Task brief ▸ Copy every line of the listing below word for word, leaving out the pictures.

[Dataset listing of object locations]
>> Begin
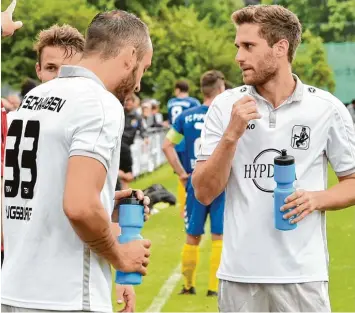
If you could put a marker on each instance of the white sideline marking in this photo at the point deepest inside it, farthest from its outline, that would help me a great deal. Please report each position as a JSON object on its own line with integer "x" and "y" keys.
{"x": 168, "y": 287}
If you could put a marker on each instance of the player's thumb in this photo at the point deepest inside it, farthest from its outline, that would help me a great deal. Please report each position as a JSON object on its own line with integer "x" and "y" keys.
{"x": 119, "y": 294}
{"x": 18, "y": 24}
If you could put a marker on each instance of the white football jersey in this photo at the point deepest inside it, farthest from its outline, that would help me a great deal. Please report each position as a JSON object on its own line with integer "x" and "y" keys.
{"x": 46, "y": 264}
{"x": 315, "y": 128}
>> End
Solution for this problem ▸
If you could put a marker on each instance of the white sideline marking in this photo at the point deepest inside it, farthest from its outline, that would help me a great deal. Please report each position as a JSON object on its own line with integer "x" and "y" keys.
{"x": 168, "y": 287}
If you could put a marker on each instance of the player's thumb in this photo at the point deepest inside it, farthest from its outline, that would help me a great deal. Please report each position as a JSON object on its own line with integer "x" and "y" keys.
{"x": 119, "y": 294}
{"x": 18, "y": 24}
If you could put a marker on each instance of the white football jersey in this photo at the point deepest inside it, farthest from its outline, that would help me a great deal. Please report each position as a JSON object on its own line with integer "x" and "y" keys.
{"x": 46, "y": 264}
{"x": 315, "y": 128}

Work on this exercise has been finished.